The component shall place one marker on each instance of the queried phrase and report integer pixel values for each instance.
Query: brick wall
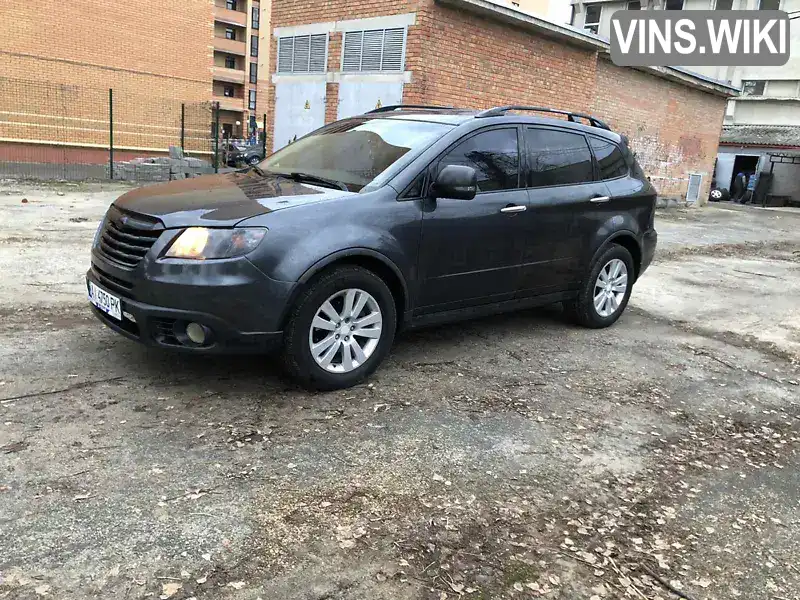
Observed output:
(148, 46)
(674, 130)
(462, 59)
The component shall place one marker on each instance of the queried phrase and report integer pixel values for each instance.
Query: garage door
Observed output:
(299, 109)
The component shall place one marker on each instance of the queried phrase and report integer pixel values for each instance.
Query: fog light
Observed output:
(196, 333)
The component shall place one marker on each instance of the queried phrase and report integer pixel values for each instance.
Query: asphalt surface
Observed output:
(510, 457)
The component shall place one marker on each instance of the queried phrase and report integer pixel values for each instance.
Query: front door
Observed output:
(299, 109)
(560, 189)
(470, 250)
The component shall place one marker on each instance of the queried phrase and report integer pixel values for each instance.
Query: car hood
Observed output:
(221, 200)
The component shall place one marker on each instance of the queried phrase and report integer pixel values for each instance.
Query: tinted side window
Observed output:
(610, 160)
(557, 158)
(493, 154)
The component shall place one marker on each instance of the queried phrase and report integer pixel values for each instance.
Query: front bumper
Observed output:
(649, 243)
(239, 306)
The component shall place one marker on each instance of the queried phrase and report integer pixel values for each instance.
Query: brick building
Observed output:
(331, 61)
==
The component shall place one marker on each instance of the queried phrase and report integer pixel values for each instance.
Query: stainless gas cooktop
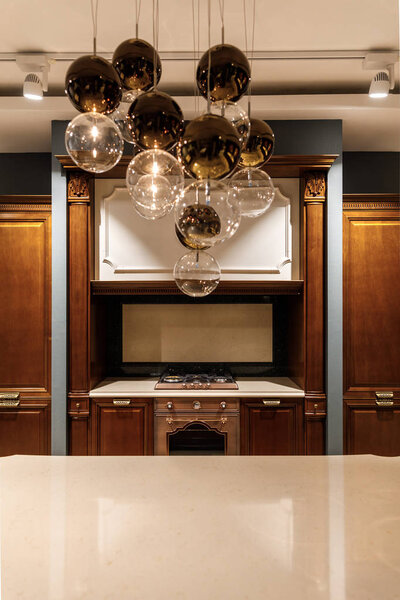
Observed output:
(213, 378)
...
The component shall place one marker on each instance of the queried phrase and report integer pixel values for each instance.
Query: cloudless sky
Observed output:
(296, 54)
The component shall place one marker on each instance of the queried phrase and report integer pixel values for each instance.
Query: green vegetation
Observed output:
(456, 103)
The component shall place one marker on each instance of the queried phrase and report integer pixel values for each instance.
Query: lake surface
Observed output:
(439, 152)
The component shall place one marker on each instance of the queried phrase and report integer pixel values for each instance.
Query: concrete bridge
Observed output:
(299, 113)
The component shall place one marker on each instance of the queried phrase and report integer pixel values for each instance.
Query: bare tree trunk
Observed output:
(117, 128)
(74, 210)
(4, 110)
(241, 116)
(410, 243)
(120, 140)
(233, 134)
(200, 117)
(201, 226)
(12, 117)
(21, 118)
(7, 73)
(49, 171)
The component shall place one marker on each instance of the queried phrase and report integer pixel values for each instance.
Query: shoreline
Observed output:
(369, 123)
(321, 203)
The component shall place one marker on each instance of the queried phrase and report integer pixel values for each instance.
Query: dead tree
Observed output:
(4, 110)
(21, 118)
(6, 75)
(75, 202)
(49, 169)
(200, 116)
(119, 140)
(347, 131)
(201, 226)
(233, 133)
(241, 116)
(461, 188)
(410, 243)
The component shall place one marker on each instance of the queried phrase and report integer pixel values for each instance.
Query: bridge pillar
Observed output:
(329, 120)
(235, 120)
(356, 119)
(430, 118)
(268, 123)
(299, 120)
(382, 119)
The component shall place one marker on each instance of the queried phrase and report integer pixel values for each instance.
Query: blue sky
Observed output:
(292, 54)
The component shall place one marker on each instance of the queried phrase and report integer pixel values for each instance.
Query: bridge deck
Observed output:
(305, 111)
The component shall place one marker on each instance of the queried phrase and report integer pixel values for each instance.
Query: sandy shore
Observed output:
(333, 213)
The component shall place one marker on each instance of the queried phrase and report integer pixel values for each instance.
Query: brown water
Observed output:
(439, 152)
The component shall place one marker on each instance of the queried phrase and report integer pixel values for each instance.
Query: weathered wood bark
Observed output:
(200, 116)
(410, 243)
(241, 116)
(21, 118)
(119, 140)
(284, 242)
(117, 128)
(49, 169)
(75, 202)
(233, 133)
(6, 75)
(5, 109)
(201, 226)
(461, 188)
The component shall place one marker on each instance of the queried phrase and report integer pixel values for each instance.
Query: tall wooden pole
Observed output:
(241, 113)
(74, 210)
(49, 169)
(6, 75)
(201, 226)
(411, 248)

Exercise goal. When a line of the records holds the word "bridge", copy that line.

Your response.
Query: concrete bridge
Query: bridge pillar
Query: bridge deck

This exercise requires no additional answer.